:: Pointing and labeling entries ::
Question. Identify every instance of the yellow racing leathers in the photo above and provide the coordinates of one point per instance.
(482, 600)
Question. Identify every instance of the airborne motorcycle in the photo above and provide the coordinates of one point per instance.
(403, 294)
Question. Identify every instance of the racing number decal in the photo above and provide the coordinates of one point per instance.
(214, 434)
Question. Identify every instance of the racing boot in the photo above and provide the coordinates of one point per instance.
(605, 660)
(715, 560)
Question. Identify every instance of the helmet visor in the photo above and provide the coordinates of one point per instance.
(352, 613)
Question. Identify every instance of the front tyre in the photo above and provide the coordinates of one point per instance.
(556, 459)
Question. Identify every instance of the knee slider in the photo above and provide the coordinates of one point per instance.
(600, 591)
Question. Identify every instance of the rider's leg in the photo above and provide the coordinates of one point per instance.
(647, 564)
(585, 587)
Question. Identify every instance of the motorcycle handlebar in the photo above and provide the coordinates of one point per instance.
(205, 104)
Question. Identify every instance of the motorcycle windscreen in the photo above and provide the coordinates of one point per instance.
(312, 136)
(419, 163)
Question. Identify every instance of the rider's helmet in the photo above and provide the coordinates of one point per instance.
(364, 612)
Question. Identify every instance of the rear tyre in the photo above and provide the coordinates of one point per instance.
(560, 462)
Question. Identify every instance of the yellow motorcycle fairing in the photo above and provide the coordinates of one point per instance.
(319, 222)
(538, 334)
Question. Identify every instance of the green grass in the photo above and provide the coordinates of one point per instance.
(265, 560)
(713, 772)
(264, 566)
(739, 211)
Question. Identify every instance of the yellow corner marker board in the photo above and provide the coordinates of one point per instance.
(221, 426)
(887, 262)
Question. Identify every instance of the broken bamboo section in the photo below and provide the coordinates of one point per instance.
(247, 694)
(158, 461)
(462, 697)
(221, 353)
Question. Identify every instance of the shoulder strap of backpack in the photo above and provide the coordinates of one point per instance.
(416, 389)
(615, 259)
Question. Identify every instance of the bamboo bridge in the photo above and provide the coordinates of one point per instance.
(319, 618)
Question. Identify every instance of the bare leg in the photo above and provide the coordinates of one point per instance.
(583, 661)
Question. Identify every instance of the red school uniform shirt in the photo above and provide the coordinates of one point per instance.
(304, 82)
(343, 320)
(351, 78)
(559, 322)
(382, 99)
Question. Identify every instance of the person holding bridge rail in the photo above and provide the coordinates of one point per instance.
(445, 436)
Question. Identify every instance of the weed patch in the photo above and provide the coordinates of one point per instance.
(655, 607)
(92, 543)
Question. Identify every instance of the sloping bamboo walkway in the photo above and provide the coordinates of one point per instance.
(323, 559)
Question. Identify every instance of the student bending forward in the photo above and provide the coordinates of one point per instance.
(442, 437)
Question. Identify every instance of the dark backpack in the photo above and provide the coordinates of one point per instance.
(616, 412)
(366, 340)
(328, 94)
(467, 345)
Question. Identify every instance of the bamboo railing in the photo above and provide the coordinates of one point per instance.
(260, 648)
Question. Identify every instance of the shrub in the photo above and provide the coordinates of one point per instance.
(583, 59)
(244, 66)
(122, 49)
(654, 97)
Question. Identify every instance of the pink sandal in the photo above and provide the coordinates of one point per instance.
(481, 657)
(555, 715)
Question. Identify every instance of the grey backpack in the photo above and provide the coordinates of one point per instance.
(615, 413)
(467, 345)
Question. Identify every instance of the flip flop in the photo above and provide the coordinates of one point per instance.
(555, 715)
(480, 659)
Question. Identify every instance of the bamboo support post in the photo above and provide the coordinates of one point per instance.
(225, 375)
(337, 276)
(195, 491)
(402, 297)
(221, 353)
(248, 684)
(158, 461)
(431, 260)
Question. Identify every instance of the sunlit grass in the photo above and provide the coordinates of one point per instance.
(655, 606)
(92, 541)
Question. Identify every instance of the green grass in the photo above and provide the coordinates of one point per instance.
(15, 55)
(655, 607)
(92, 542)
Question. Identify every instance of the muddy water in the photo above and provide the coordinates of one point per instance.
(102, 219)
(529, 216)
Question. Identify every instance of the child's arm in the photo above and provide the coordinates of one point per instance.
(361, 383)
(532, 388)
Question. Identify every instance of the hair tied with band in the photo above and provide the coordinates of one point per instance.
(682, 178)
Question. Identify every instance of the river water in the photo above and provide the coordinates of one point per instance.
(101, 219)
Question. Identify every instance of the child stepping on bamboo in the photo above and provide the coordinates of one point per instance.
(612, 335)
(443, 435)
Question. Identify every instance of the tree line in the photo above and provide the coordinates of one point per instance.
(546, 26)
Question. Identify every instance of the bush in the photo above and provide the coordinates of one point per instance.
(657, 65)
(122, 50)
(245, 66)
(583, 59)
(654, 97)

:: PROBLEM STATEMENT ::
Update every one of the records above by replacing "Identify every instance" with "Mark each instance", keeping everything else unchanged.

:: ANSWER TO THE PROBLEM ::
Question. Mark each instance of the yellow racing leathers in the photo above and provide the coordinates of one point per instance.
(482, 600)
Question. Mark each instance of the airborne motorcycle in the photo above and provide the coordinates of one point per instance.
(403, 294)
Question. Mark each instance of the racing number decal in the photo above and provide the coordinates of one point per instance.
(214, 434)
Question. Mark each instance of the racing boot in the photo above and provide the coordinates of one point per instance.
(605, 660)
(715, 560)
Question. Mark each instance of the helmet visor in the photo above and provide the coordinates of one point per instance.
(352, 613)
Question. Mark each instance of the front tyre in the photo above and provide the coordinates of one point per instance.
(556, 459)
Question. Mark each instance of the knee slider in the photo above and provide the coordinates of one point per instance.
(600, 591)
Question. Mark each instance of the rider's leg in the photo above and provide the coordinates of one point per instance.
(647, 564)
(585, 587)
Question. Mark each instance of the motorcycle handlebar in the photo above and provide the coordinates of one point per instance.
(205, 104)
Question. Mark each instance of the motorcycle windscreen in the photo above and provide the coordinates of one point per instance.
(312, 136)
(419, 163)
Question. Mark each instance of the rider's helmet in the photo above and provide the coordinates of one point per instance.
(364, 612)
Question. Mark each instance of the rear tyre in the photo above and provide the coordinates of one point per instance.
(560, 462)
Question. Mark each instance of the yellow motorcycle fairing in the photo above and provide the coordinates of one point per instance.
(319, 222)
(538, 334)
Question. Mark each instance of the green grass in the photo above and provide the coordinates of one point per instance.
(265, 560)
(713, 772)
(264, 566)
(739, 211)
Question. Mark each instance of the yellow corner marker board in the photo above and provide the coordinates of one point per instance.
(221, 426)
(887, 262)
Question. Mark each instance of the broken bamboo section in the photo below and provide the coordinates of one point per instance.
(247, 694)
(158, 461)
(462, 697)
(221, 353)
Question. Mark each instance of the shoulder strap of backpack in the photo above and provide the coordinates of one point per instance.
(416, 389)
(615, 259)
Question. Mark each instance of the bamboo bridge in the photo above and provide the coordinates of one point per instance.
(319, 618)
Question. Mark each instance of the bare leg in the photo above and provide the coordinates of one point per instance.
(583, 661)
Question. Mark each instance of the red school uniform shirt in the photo above and provide the coordinates of one point per instance.
(304, 82)
(343, 320)
(351, 78)
(559, 322)
(382, 99)
Question. Mark each instance of the person holding bridge rail in the photo above and provide the coordinates of one point per instance.
(445, 436)
Question. Mark each instance of the weed patch in the photo above and provide the coordinates of one point per instance.
(655, 607)
(92, 543)
Question. Mark each instance of the sloping bamboo walkway in the photo above and provide the coordinates of one point per instance.
(323, 559)
Question. Mark each instance of the student bending forward in the photo above and provide the coordinates of one point per instance.
(442, 437)
Question. Mark each instance of the dark backpack in the photo above and provide the coordinates of one point per instance.
(616, 412)
(366, 340)
(328, 94)
(467, 345)
Question. Mark each instance of the bamboo railing in the photo above and provide the coordinates of one point per instance.
(260, 648)
Question. Mark each instance of the shrub in the photo above and provide the coordinates of one point per instance.
(583, 59)
(244, 66)
(122, 49)
(654, 97)
Question. Mark each instance of the pink sandal in the photo above and provide the coordinates of one point per instance.
(481, 657)
(555, 715)
Question. Mark each instance of the grey backpack in the photo above and provide the coordinates of one point per instance.
(615, 413)
(467, 345)
Question. Mark each instance of the flip flop in the photo above and provide the coordinates of one point per instance.
(555, 715)
(480, 659)
Question. Mark each instance of the bamboo support post in the photo above and provide the coordinates of one point per instance.
(225, 375)
(337, 276)
(195, 491)
(402, 297)
(221, 353)
(248, 684)
(158, 461)
(431, 260)
Question. Mark each instance of the sunlit grass in the photo above and provide the coordinates of one point per instance.
(655, 606)
(92, 541)
Question. Mark each instance of the green grass in the photo above and provide the coordinates of one point per instance.
(15, 55)
(655, 607)
(92, 542)
Question. Mark each instance of the muddy water in the photo above and provide the coordinates of one point per instance.
(102, 219)
(529, 216)
Question. Mark each instance of the child's arm in the photo above and provide the coordinates of one point per instance.
(361, 383)
(532, 388)
Question. Mark each instance of the hair tied with band in the photo above and provide the coordinates of one point per instance.
(682, 178)
Question. Mark each instance of the river water in the photo above and provide the coordinates of one point per instance.
(101, 219)
Question. Mark each instance of the child stepping on bamboo in the photo above and provide the coordinates of one point per instance.
(612, 335)
(443, 435)
Question. Mark each instance of the tree line in the photo above and provide the coordinates of one point per instance.
(546, 26)
Question. Mark each instance of the bush in the photo above and provide the coordinates of one point per instance.
(657, 65)
(122, 50)
(245, 66)
(583, 59)
(654, 97)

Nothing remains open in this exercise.